(Entries from a pointing dataset)
_ _ _

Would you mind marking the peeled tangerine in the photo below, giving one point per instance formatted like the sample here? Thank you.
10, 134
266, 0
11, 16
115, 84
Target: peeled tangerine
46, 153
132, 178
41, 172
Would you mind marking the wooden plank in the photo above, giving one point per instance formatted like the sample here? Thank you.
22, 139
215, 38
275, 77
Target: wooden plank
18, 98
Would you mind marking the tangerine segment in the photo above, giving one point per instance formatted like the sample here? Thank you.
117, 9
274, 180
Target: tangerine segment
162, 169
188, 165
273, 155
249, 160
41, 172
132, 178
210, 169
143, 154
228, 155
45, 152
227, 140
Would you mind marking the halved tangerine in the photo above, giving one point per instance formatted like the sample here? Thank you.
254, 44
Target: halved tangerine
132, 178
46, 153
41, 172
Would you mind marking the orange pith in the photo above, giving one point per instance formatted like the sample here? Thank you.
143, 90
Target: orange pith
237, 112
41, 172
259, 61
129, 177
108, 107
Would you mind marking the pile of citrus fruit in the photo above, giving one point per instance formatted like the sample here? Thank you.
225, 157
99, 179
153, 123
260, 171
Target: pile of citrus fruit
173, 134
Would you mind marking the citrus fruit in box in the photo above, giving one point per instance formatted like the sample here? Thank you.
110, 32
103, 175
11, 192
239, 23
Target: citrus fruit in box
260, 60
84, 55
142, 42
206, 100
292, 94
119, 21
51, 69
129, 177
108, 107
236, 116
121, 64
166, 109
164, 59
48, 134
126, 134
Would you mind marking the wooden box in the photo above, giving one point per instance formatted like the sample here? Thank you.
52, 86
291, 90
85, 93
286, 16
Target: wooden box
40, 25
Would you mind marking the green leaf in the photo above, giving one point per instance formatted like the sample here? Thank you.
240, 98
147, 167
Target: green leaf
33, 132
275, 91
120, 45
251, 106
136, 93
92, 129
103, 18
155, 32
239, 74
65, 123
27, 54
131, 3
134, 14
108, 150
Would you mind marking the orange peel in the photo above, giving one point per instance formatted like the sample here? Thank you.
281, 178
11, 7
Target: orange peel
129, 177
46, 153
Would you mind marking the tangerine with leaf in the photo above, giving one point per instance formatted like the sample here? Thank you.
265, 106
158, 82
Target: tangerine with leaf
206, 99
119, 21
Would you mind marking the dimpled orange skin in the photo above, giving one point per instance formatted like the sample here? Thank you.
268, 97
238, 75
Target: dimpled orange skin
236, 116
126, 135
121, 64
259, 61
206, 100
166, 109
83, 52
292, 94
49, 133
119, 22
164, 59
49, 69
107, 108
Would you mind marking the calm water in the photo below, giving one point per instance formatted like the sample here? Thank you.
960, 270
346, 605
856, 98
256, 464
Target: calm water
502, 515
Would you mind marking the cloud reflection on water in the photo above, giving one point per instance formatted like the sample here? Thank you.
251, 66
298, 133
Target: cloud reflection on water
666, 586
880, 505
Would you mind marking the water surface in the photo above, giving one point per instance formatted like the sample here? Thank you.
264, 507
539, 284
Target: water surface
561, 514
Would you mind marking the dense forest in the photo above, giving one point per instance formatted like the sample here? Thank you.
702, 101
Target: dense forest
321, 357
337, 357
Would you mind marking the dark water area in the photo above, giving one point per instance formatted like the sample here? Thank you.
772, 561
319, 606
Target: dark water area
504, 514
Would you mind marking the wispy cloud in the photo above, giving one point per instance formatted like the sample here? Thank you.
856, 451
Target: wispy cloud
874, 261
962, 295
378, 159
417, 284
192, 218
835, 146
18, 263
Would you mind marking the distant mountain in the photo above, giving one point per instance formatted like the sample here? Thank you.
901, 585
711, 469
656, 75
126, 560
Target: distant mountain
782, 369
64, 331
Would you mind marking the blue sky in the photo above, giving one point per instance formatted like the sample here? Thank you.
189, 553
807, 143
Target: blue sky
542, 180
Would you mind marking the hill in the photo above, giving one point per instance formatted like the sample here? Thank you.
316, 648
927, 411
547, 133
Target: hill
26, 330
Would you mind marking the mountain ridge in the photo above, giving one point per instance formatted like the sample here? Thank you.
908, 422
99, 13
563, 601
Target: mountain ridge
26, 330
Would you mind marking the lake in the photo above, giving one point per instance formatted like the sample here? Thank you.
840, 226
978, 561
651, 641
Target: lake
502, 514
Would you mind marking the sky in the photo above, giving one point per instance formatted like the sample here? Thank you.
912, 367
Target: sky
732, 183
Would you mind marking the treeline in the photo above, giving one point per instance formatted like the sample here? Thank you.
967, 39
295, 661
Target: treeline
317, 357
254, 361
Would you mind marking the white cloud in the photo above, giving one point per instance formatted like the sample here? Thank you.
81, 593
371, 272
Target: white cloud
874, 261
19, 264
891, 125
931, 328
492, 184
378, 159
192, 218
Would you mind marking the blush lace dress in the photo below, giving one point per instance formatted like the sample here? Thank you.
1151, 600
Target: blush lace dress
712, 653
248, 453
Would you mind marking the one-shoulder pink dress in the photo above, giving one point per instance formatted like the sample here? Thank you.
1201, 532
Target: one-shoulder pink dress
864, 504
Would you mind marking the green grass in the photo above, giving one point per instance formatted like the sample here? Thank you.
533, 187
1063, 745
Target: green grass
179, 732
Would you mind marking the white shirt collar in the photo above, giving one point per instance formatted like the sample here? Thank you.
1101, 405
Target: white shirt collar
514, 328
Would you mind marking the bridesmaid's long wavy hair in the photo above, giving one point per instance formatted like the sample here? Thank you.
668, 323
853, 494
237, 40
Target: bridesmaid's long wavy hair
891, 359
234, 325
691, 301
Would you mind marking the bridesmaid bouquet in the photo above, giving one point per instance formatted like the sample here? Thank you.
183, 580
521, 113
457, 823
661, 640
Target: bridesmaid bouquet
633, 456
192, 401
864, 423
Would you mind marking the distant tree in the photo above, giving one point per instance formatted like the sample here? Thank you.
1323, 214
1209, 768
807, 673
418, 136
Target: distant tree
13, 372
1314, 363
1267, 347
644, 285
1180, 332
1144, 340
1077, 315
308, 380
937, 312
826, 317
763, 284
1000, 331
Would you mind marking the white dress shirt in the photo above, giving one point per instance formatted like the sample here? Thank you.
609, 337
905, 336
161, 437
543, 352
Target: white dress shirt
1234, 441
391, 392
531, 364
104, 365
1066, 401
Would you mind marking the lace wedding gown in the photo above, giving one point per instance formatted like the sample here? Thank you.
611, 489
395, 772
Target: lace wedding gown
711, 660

_ _ _

Copy out every line of the material above, with no changes.

Would you mind marking the peeled tangerine in the photo below, giving one point per instance formatted like the sample here? Thank you.
10, 134
266, 0
11, 16
115, 84
Target: peeled tangerine
46, 153
132, 178
41, 172
Would you mind marking the wooden plank in the photo above, giving one point per instance formatted like the sample here? Thank you.
22, 139
215, 38
275, 77
Target: wooden plank
18, 98
Would you mind marking the tangerine segment in the photo above, giving one point per instance formatted like the sample here? Thank you.
117, 9
274, 180
Target: tangerine segment
162, 169
188, 165
273, 155
249, 160
41, 172
132, 178
210, 169
143, 154
228, 155
45, 152
227, 140
Would you mind marking the halved tangerine in the photo above, giving one point per instance formatted like the sample here? Thank you.
254, 44
Target: halved tangerine
132, 178
46, 153
41, 172
Would you mind marking the orange pith in the photo above, giving one point per instance formatted like the sample here? Thank you.
143, 90
Target: orange pith
237, 112
41, 172
259, 61
129, 177
108, 107
Would you mind marking the pile of citrus fruit in the photo above, giving one point per instance formatted like the sample here? Thank you.
225, 157
99, 179
153, 123
260, 171
Target: pile of citrus fruit
173, 134
Would you mind marking the citrus fruit in box in the photo above, giving one point per instance formatted like the sample here? Thank you.
110, 32
103, 175
11, 192
239, 23
Target: citrus fruit in box
260, 60
84, 55
142, 42
206, 100
292, 94
119, 21
51, 69
129, 177
108, 107
236, 116
121, 64
166, 109
164, 59
48, 134
126, 134
Would you mind marking the wooden box in the photo above, giving one point per instance formatted like the sample here? Thank you.
52, 86
291, 90
85, 93
286, 16
Target: wooden box
40, 25
Would you mind marking the green leaf in the photo above, giving one point per instance formatted like the sample here? Thank you.
240, 98
147, 167
Target: green leaf
33, 132
275, 91
120, 45
251, 106
136, 93
92, 129
103, 18
155, 32
239, 74
65, 123
27, 54
131, 3
134, 14
108, 150
Would you mind marking the orange peel in the photo above, giving one point per instance formatted like the sample here? Thank you.
281, 178
11, 7
Target: orange peel
129, 177
46, 153
Would you mind marking the tangerine with leaf in the photo above, giving one point per instance formatted like the sample here? Thank you.
265, 106
158, 82
Target: tangerine with leaf
206, 99
119, 21
Would you mind marking the dimpled orange skin in the photo above, giving one point per instance formatted like the sample here? Thank you.
268, 97
238, 75
Target: dimpled orange skin
236, 116
126, 135
121, 64
259, 61
206, 100
166, 109
83, 52
292, 94
49, 133
119, 22
164, 59
49, 69
107, 108
Would you mind marking the calm water in the photo below, giving one point per instance formatted like the sample here? Thank you.
960, 270
346, 605
856, 98
256, 464
Target: calm water
502, 515
Would you mind marking the cloud reflection on water in the photo above, giving one point per instance formatted like the sample here? Thank you.
251, 66
298, 133
Target: cloud reflection on water
666, 586
880, 505
Would you mind marking the water surface in the photo above, giving one point per instance formatted like the sample here? Thank you.
264, 507
539, 284
Target: water surface
561, 514
Would you mind marking the dense forest in the photo above, giving one point per instance formatted like the sample here? Thank you.
702, 101
Target: dense forest
321, 357
337, 357
Would you mind marking the dark water area in the photo above, giving one point per instance formatted like the sample here? Thank you.
772, 561
319, 606
Target: dark water area
504, 514
Would you mind marking the wispy cloud in the photo above, giving one point per instance formatted like the sample here? Thank you.
856, 451
Target: wispy cloud
874, 261
962, 295
378, 159
417, 284
192, 218
835, 146
18, 263
Would you mind marking the distant mountain in the photo above, giving one point per instance formatted like the sample here? Thank you.
901, 585
711, 469
656, 75
126, 560
Target: distant mountain
782, 369
64, 331
Would you mind marking the blue sky in the photo above, giving one point per instance formatted like the sample here? Thank you.
189, 553
807, 143
Target: blue sky
542, 180
Would you mind marking the hill in the photo above, giving one point per instance formatted like the sample here? Thank you.
316, 648
927, 411
547, 133
Target: hill
26, 330
Would you mind marking the mountain ridge in the photo above, giving one point per instance formatted like the sample here? Thank you.
908, 422
99, 13
563, 601
Target: mountain ridge
26, 330
Would you mind marking the lake in the photo above, giving one point per instance formatted like the sample here? Thank you.
840, 226
978, 561
651, 641
Target: lake
502, 514
Would you mind marking the sky in the photo above, giving one point per instance formatted like the sample here? Thank you.
912, 367
Target: sky
732, 183
Would you mind marking the treeline in the photo above, giving one point per instance formatted like the sample here? Thank you.
967, 39
295, 661
Target: treeline
317, 357
254, 361
Would you mind marking the white cloud in the photo above, giving one point per instance formatted like the sample here? Thank you.
81, 593
371, 272
Target: white cloud
874, 261
19, 264
891, 125
931, 328
492, 184
378, 159
192, 218
Would you mind marking the blush lace dress in the photo below, giving one point per instance formatted like the sample here? Thank you.
1151, 600
Target: blush lace dress
712, 653
248, 453
Would you mind marking the one-shoulder pink dress in the photo above, giving one point per instance formatted like the sample here? Thank you.
1201, 532
Target: one-shoulder pink dress
864, 504
Would you mind marking the green grass in the photo above, giving one point per instance formatted like the sample here? Thank you.
533, 187
1063, 745
Target: green grass
179, 732
Would you mind marking the white shirt collar in the photo above, giving one point per instance formatted like the sample here? Thank you.
1101, 405
Target: white shirt collar
514, 328
Would you mind marking the bridesmaid's long wavy hair in the photo above, giving one point per instance formatted like the sample here? Thank you.
668, 323
853, 494
237, 40
Target: bridesmaid's long wavy hair
891, 359
234, 325
691, 301
Would you mind marking the bridesmaid bouquet in the photo above, giving one point per instance formatted like the sample here? Thank you.
183, 580
521, 113
457, 823
661, 640
Target: bridesmaid bouquet
633, 456
192, 401
864, 423
Would you mind marking the distant tree in the photo above, giving one point per instance formatted like the sample here? Thank you.
1323, 214
1209, 768
807, 673
418, 136
Target: distant tree
13, 372
1314, 363
1267, 347
644, 285
1180, 332
1144, 340
1077, 315
308, 380
937, 312
826, 317
763, 284
1000, 331
Would you mind marking the white dress shirt in the photo above, giving one point per instance formatted like the sample here? Thank you.
609, 337
905, 336
161, 437
543, 352
Target: white dress shirt
1234, 441
391, 392
531, 364
104, 365
1066, 401
Would you mind marking the lace wedding gown in the photo above, giving one point per instance formatted like the sample here? Thank you.
611, 489
395, 772
Target: lace wedding gown
711, 660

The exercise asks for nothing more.